Your job is to return every line in the data holding the string "exact".

§

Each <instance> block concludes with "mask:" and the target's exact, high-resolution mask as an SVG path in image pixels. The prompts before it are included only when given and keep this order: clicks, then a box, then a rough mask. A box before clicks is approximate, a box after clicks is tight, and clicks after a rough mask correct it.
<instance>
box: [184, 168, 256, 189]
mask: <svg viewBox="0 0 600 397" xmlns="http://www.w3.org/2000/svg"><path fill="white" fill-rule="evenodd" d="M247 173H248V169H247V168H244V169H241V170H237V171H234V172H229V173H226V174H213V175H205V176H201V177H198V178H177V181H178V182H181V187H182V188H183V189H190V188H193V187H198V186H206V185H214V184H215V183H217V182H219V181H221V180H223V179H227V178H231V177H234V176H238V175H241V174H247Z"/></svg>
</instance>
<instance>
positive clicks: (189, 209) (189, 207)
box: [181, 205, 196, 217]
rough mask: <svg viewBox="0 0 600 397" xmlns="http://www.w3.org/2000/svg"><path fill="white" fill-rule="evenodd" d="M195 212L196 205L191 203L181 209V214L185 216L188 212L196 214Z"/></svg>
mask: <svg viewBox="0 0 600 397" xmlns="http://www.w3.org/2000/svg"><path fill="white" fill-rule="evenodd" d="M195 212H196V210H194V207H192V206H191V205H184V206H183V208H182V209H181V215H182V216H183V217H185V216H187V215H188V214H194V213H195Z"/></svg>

§

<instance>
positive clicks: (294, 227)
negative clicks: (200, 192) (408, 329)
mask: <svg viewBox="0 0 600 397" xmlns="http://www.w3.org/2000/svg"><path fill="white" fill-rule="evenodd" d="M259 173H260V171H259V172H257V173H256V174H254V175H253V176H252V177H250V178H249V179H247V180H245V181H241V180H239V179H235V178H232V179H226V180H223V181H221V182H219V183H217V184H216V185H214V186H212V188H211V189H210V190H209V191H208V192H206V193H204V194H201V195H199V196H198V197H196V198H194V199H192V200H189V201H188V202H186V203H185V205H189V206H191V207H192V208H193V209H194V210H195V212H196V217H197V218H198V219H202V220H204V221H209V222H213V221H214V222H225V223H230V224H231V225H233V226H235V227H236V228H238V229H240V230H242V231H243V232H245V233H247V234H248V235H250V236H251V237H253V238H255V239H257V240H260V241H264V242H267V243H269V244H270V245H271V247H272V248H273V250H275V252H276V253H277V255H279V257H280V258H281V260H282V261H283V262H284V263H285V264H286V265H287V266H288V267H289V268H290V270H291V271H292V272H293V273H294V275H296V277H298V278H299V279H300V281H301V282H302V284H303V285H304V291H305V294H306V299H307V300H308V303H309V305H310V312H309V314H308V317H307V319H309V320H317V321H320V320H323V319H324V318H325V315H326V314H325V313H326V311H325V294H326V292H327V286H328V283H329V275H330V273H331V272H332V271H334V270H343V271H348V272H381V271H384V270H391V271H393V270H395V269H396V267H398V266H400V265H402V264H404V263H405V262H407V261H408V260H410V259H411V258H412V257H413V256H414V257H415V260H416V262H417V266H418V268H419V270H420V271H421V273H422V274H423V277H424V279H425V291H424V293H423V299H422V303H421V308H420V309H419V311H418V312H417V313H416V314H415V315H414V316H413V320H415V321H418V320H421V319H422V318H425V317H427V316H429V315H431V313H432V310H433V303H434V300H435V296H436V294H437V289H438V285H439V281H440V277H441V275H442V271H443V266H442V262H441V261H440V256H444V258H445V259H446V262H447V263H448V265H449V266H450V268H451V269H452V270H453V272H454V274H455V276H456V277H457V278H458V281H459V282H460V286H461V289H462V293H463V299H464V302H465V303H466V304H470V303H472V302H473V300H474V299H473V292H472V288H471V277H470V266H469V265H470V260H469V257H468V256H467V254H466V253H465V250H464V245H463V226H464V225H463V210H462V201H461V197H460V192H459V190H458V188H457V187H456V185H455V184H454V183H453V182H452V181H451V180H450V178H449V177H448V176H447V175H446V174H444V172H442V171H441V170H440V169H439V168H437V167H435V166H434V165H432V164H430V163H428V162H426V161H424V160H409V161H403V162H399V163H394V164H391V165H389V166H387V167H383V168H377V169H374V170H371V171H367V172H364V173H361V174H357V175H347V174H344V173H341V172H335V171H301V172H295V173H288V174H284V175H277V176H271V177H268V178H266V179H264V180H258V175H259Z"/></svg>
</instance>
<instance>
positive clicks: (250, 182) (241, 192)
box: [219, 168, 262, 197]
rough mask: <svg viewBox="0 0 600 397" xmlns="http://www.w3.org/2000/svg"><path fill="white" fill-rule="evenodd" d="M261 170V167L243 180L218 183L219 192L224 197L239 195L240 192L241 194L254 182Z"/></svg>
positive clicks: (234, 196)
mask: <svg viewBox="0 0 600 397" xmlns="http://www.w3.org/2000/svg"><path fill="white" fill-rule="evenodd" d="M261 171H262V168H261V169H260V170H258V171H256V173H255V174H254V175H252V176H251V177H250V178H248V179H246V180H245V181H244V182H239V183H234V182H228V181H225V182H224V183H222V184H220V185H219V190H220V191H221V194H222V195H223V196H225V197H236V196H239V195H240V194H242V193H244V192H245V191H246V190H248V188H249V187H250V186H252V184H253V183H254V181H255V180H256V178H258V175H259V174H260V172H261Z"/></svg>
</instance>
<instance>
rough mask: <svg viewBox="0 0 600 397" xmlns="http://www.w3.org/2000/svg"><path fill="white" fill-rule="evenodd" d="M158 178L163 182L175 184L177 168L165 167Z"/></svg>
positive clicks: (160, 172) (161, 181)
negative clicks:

§

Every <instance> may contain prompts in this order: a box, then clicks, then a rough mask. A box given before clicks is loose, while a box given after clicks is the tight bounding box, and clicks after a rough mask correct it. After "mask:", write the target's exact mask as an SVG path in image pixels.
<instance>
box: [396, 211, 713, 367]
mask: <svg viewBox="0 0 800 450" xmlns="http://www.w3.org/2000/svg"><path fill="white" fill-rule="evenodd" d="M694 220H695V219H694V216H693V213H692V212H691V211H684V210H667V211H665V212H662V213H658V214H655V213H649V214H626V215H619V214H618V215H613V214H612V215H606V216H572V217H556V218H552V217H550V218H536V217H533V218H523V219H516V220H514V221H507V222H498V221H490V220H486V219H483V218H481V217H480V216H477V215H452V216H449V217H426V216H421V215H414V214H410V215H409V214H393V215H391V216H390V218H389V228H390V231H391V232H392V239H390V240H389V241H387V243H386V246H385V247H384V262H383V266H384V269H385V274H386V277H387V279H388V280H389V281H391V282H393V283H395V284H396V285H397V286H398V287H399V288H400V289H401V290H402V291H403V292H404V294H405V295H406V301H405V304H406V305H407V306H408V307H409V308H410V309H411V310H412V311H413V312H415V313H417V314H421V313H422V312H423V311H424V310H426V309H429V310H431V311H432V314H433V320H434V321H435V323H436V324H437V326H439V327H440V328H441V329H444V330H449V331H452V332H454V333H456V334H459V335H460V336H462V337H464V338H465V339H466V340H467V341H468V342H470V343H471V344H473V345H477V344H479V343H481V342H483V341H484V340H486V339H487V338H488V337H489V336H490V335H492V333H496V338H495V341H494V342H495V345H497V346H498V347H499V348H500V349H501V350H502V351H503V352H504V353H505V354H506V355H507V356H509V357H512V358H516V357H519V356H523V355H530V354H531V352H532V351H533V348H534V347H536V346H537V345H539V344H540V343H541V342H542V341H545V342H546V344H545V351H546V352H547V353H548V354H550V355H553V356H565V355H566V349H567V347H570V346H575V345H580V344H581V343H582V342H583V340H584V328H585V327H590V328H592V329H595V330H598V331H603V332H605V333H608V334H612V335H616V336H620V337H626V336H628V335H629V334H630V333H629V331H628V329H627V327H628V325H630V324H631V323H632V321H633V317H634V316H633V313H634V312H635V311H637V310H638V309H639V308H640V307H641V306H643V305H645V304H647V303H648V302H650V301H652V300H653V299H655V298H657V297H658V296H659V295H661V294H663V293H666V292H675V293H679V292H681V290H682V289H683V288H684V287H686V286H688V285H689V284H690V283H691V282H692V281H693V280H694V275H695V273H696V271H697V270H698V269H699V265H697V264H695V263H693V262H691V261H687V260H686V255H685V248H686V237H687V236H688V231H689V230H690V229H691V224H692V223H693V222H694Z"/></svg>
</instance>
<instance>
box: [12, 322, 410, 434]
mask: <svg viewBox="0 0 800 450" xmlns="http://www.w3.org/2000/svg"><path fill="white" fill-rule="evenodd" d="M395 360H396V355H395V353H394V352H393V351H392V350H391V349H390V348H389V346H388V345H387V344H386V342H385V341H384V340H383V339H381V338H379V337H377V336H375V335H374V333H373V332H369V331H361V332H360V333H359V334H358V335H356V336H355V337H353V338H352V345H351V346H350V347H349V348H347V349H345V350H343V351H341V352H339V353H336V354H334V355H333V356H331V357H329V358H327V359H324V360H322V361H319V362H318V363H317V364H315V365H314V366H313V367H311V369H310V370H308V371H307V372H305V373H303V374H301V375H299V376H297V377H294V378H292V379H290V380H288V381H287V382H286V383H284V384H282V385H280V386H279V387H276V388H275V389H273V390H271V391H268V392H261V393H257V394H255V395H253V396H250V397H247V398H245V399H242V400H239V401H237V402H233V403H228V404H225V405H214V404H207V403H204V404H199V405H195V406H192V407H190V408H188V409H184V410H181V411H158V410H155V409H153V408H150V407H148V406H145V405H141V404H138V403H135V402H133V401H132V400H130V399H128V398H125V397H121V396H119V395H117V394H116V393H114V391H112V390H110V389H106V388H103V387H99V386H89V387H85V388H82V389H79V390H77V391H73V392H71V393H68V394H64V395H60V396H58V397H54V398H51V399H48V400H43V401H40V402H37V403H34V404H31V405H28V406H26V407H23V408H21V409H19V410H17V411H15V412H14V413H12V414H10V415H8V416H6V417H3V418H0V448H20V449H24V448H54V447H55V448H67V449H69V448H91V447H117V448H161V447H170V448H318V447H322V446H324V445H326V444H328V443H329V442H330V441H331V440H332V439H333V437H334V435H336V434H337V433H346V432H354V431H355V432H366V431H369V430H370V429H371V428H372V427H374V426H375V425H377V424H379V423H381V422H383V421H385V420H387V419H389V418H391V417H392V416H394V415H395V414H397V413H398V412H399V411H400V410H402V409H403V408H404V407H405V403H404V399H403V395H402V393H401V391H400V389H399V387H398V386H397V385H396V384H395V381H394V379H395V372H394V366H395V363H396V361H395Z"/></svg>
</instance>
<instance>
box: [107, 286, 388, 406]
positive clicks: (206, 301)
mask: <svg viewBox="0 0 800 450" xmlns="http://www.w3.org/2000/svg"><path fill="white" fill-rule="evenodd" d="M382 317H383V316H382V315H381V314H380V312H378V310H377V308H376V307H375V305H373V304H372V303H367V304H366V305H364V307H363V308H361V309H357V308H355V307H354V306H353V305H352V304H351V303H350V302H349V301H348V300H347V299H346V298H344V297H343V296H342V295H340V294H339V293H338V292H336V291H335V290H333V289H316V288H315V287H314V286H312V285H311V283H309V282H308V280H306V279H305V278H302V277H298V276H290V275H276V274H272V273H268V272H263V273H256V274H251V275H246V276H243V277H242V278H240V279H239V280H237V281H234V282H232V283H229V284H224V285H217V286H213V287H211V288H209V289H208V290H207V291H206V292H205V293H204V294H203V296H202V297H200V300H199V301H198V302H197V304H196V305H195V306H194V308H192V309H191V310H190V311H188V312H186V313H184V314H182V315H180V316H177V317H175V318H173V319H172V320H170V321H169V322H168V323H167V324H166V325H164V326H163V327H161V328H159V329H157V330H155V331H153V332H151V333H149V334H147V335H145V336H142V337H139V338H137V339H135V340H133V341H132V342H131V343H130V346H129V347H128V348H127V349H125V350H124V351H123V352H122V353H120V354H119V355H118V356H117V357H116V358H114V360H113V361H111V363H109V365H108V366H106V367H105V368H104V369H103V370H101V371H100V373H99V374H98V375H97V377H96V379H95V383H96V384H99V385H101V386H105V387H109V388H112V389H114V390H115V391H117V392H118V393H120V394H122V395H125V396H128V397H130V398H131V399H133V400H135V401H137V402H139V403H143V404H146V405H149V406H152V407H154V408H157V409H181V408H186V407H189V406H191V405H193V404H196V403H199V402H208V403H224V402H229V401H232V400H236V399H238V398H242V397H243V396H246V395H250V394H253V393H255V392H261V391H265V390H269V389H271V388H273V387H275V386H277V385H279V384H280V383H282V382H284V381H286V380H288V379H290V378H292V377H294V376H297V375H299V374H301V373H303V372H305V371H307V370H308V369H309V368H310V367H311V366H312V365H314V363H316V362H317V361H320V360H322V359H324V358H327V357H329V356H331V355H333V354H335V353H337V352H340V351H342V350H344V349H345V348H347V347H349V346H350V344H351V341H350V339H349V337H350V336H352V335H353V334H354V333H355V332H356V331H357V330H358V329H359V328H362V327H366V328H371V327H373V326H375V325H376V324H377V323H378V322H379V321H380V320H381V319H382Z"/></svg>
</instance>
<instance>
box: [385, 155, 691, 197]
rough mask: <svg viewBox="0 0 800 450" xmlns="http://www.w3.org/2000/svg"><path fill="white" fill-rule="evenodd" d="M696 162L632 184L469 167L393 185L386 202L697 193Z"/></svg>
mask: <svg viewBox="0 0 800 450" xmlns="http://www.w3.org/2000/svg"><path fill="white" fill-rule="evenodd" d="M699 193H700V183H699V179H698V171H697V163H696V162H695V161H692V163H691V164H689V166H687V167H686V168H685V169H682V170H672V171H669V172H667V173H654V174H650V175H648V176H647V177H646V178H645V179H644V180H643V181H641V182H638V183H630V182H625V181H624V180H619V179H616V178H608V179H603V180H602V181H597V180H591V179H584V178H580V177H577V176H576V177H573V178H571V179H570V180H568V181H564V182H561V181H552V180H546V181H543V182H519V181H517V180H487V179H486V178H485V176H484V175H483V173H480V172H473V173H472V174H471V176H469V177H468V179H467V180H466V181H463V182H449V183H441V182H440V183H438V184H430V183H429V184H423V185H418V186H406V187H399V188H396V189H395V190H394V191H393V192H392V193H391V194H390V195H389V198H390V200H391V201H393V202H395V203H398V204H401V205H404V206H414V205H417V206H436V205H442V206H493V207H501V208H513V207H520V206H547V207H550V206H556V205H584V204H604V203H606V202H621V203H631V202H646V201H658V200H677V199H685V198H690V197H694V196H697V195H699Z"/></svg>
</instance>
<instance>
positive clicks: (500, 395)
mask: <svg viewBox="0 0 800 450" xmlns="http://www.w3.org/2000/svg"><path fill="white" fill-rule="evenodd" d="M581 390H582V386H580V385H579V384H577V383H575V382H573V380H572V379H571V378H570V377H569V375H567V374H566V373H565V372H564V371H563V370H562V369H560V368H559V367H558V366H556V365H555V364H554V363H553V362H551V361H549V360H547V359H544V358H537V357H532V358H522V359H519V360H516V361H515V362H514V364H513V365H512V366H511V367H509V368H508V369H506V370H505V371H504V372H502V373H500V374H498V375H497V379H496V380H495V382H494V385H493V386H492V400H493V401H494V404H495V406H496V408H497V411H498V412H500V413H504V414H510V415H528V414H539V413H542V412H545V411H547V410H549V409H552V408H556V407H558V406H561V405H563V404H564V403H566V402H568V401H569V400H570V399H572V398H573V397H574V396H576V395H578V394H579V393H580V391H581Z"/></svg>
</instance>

§

▸ **Exercise response**:
Each <instance> block concludes with "mask:" and the target's exact, high-resolution mask as an SVG path in image pixels. The prompts before it are included only when given and keep this order: clicks, then a box, then a rough mask. A box before clicks is approximate, a box after clicks is tight, and clicks after a rough mask correct it.
Every <instance> may contain prompts in this order: a box, then clicks, then a rough mask. A box given before clicks is loose, while a box given after clicks is the tight bounding box, and clicks after a rough mask correct it. After "mask:", write the target's exact mask as an SVG path in image pixels.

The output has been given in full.